SOURCE.
★ ★ ★ ★ ★ ★ ★

Question: What will be the ratio of de-Broglie wavelength (λα:λp) when an alpha-particle and a proton are acce...

Question

What will be the ratio of de-Broglie wavelength (λα:λp) when an alpha-particle and a proton are accelerated from rest by a potential difference of V volts and 8 V volts respectively?

Answer 1

Solution

To determine the ratio of de-Broglie wavelengths, we first recall the relevant formulas:

De-Broglie Wavelength: $\lambda = \frac{h}{p}$ where $h$ is Planck's constant and $p$ is the momentum of the particle.
Kinetic Energy from Potential Difference: When a charged particle is accelerated from rest by a potential difference $V_{accel}$ , its kinetic energy (KE) is given by: $KE = qV_{accel}$ where $q$ is the charge of the particle.

★ ★ ★ ★ ★ ★ ★

RECORDS FOR PROCESSING.
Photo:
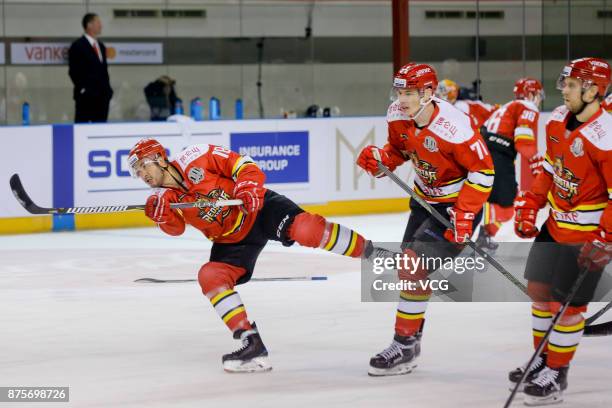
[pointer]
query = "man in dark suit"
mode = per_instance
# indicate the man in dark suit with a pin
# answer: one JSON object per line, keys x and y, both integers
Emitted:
{"x": 89, "y": 73}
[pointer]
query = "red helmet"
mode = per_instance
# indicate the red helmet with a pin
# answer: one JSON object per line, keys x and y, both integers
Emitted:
{"x": 525, "y": 86}
{"x": 145, "y": 148}
{"x": 413, "y": 75}
{"x": 592, "y": 71}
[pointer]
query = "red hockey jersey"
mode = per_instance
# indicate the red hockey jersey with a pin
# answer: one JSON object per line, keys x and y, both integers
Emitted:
{"x": 479, "y": 111}
{"x": 451, "y": 161}
{"x": 517, "y": 121}
{"x": 210, "y": 173}
{"x": 577, "y": 181}
{"x": 607, "y": 104}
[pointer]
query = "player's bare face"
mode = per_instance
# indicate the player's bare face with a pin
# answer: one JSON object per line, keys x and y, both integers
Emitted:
{"x": 150, "y": 172}
{"x": 571, "y": 90}
{"x": 409, "y": 100}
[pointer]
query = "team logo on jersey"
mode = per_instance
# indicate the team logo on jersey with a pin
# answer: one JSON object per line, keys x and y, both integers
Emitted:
{"x": 196, "y": 174}
{"x": 213, "y": 214}
{"x": 424, "y": 169}
{"x": 430, "y": 144}
{"x": 577, "y": 147}
{"x": 565, "y": 180}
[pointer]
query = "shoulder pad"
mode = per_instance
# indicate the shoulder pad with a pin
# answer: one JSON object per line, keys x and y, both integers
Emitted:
{"x": 528, "y": 104}
{"x": 558, "y": 115}
{"x": 190, "y": 153}
{"x": 450, "y": 124}
{"x": 463, "y": 106}
{"x": 599, "y": 132}
{"x": 395, "y": 112}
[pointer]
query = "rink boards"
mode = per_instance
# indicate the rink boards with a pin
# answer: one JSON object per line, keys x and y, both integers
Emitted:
{"x": 312, "y": 161}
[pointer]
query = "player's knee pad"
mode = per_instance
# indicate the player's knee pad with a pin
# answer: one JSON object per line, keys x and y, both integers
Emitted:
{"x": 411, "y": 270}
{"x": 307, "y": 229}
{"x": 539, "y": 292}
{"x": 218, "y": 276}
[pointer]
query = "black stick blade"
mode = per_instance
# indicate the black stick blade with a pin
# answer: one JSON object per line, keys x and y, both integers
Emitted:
{"x": 24, "y": 199}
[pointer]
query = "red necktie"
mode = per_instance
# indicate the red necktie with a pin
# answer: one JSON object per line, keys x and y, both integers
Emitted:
{"x": 96, "y": 50}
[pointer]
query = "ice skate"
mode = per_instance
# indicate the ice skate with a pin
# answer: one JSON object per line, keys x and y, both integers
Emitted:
{"x": 515, "y": 375}
{"x": 397, "y": 359}
{"x": 251, "y": 357}
{"x": 547, "y": 388}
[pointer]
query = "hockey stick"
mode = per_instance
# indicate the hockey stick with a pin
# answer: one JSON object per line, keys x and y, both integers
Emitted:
{"x": 27, "y": 203}
{"x": 447, "y": 224}
{"x": 544, "y": 339}
{"x": 296, "y": 278}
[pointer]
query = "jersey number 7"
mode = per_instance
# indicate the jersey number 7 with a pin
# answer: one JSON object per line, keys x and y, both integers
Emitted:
{"x": 479, "y": 147}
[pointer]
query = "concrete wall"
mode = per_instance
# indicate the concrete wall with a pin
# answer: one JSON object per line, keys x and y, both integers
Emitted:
{"x": 356, "y": 88}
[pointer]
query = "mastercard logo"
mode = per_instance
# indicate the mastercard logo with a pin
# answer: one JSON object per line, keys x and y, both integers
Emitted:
{"x": 111, "y": 53}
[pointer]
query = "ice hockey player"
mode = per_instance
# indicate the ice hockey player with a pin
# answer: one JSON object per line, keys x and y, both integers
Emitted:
{"x": 208, "y": 172}
{"x": 510, "y": 130}
{"x": 577, "y": 184}
{"x": 607, "y": 103}
{"x": 454, "y": 172}
{"x": 478, "y": 110}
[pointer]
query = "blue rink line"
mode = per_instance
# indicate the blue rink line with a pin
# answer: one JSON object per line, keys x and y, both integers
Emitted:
{"x": 63, "y": 175}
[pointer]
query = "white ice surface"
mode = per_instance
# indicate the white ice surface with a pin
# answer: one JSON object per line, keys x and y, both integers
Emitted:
{"x": 70, "y": 315}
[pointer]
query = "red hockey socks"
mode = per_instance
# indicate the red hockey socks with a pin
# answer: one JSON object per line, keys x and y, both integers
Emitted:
{"x": 314, "y": 231}
{"x": 217, "y": 281}
{"x": 413, "y": 303}
{"x": 565, "y": 336}
{"x": 541, "y": 319}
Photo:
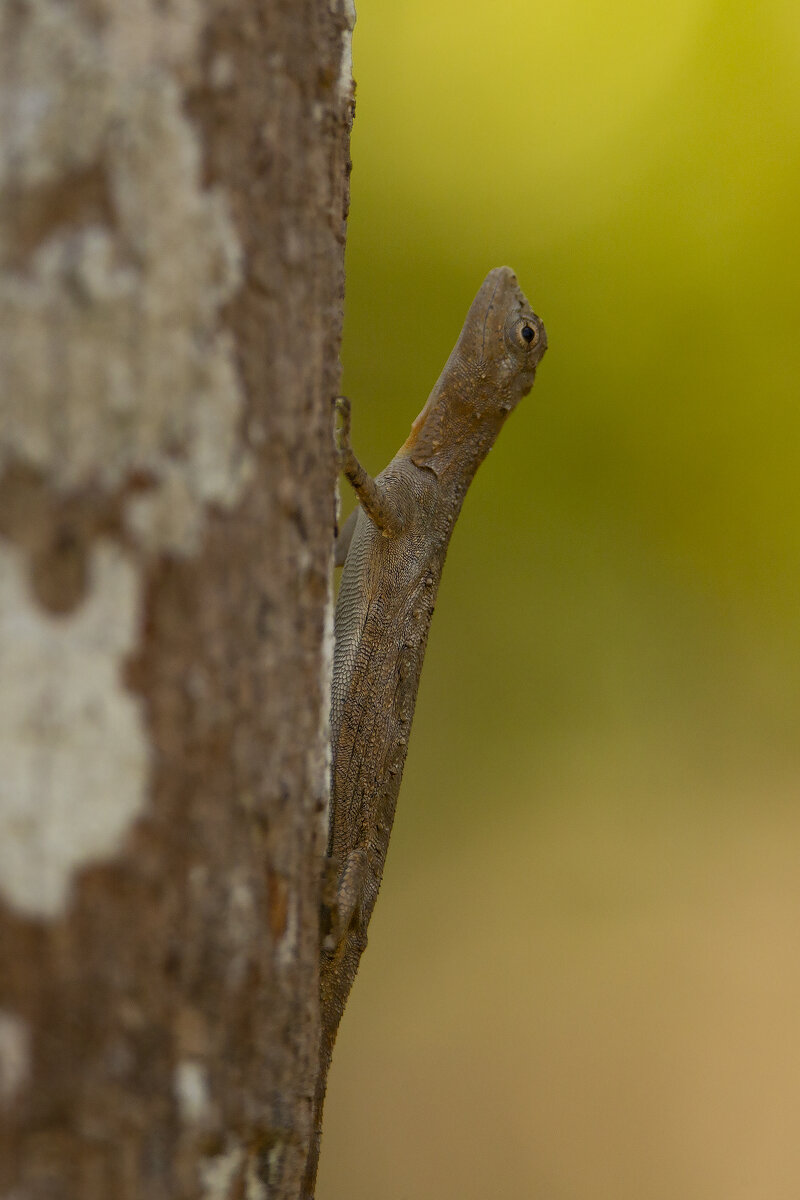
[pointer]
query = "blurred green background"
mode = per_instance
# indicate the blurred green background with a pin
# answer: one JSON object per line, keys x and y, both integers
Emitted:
{"x": 583, "y": 979}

★ ★ ★ ★ ★ ★ ★

REQUESTS.
(a) Pull out each line of the entries that contains the string "socks", matching case exactly.
(b) Take the de Broglie wavelength-ratio solution further, starting after its last sentence.

ANSWERS PER TASK.
(a)
query = "red hockey socks"
# indicate the red hockey socks with a pin

(b)
Momentum and Kinetic Energy Relation: The kinetic energy is also related to momentum and mass ( $m$ ) by: $KE = \frac{p^2}{2m}$ From this, we can express momentum as: $p = \sqrt{2mKE}$

Combining these equations, we can express the de-Broglie wavelength in terms of mass, charge, and accelerating potential difference: $p = \sqrt{2m(qV_{accel})}$ Substituting this into the de-Broglie wavelength formula: $\lambda = \frac{h}{\sqrt{2mqV_{accel}}}$

Now, let's apply this formula to the alpha-particle ( $\alpha$ ) and the proton (p):

For the alpha-particle:

Mass of alpha-particle, $m_\alpha = 4m_p$ (where $m_p$ is the mass of a proton)
Charge of alpha-particle, $q_\alpha = 2e$ (where $e$ is the charge of a proton)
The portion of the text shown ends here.